**Given exercise A:** Please copy out the listing from its start through the line containing "441,0,579,79", both ends included, and leave the pictures out.

**Excerpt provided:**

I graduated from 4 years of design school learning how to comp by hand, with markers, ink and create final logos with rapidographs. I ran a stat machine. I sent out for type setting. We ordered headlines from linotype.

The agencies I worked for through college taught me and gave me the ability to do everything BY HAND before there were computers on our desks. My father helped program the lunar landing module. Computers were like the size of refrigerators up until then. The minute I graduated college, Mac computers arrived at agencies. I was told I wouldn’t get a raise as an art director because I may as well consider myself a well-paid student. I read every software manual cover to cover in order to get up to speed and keep my job(s).

**Given data:**
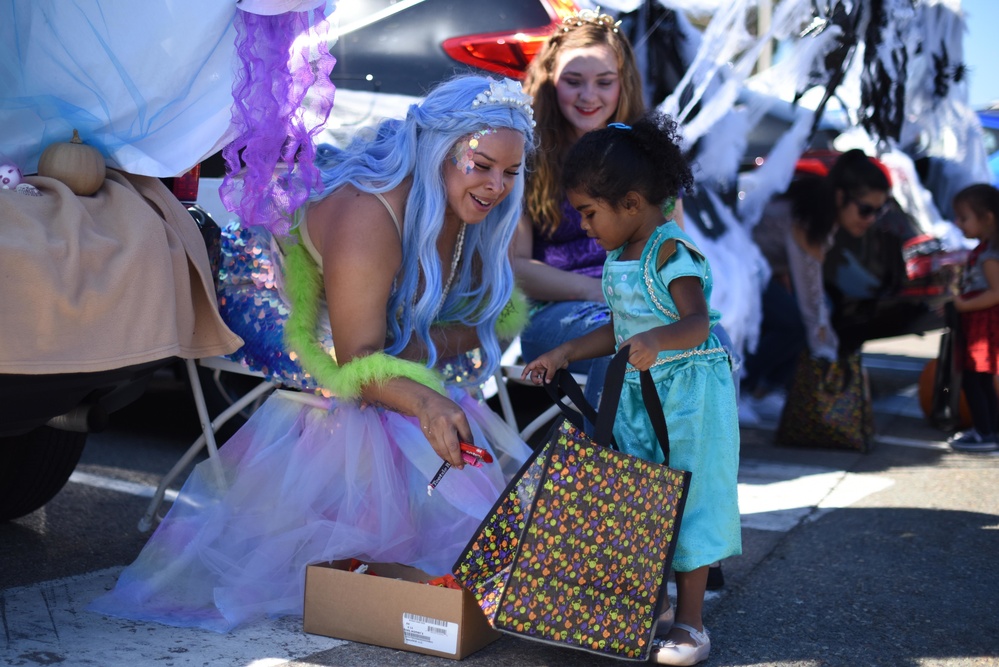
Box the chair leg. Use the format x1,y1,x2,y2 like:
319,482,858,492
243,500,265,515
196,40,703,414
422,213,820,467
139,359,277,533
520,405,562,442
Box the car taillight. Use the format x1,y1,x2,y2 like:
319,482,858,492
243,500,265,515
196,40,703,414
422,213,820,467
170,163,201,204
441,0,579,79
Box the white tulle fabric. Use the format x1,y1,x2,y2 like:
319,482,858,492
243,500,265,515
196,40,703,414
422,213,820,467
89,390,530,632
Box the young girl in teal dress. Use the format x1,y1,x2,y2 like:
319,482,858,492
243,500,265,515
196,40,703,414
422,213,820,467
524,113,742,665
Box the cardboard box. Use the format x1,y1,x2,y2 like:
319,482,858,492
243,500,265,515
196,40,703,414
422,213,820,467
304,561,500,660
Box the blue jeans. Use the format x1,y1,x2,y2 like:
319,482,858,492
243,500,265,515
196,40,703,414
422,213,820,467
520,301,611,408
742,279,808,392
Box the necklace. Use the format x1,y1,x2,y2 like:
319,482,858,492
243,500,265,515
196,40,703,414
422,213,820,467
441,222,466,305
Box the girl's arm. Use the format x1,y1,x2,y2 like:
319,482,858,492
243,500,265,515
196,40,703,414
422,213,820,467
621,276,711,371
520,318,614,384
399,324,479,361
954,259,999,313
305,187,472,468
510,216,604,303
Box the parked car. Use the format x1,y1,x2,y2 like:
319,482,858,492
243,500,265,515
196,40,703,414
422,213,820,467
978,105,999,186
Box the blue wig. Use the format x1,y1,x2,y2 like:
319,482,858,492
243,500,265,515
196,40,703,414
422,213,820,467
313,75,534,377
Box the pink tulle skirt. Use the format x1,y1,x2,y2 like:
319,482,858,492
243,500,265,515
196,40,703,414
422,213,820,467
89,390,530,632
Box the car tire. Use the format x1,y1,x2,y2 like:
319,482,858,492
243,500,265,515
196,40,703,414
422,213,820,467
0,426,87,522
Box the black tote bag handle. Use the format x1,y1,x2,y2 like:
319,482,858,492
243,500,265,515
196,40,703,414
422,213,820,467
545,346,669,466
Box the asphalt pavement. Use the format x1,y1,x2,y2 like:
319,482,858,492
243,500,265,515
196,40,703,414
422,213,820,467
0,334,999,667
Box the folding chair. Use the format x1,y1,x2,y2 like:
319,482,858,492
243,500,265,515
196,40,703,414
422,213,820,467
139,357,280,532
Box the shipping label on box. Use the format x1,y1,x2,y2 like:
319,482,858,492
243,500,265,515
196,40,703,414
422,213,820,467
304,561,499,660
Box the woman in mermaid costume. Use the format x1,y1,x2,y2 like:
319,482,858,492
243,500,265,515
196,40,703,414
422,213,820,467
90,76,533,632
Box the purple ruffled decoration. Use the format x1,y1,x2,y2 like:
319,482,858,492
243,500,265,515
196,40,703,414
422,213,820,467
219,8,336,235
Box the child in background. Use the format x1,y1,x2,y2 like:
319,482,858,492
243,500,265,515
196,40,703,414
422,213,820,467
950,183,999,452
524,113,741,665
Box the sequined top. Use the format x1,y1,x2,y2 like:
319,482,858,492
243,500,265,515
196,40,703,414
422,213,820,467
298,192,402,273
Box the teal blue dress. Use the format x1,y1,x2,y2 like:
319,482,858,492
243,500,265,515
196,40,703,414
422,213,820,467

**Given exercise B:** Decide whether each statement agrees with the excerpt about learning design by hand. Answer yes or no for each, and quote the deciding words. (i) The writer ran a stat machine. (ii) The writer's father helped program the lunar landing module. (iii) The writer got a raise as an art director when Mac computers arrived.

**Worked solution A:**
Box the chair leg. Use the format x1,y1,x2,y2 like:
319,482,858,492
243,500,265,515
196,40,703,414
422,213,820,467
139,359,277,533
520,405,562,442
Box the car taillight. Use the format x1,y1,x2,y2 like:
319,482,858,492
243,500,265,515
196,40,703,414
422,213,820,467
170,163,201,204
441,0,579,79

**Worked solution B:**
(i) Yes: "I ran a stat machine."
(ii) Yes: "My father helped program the lunar landing module."
(iii) No: "I was told I wouldn’t get a raise as an art director"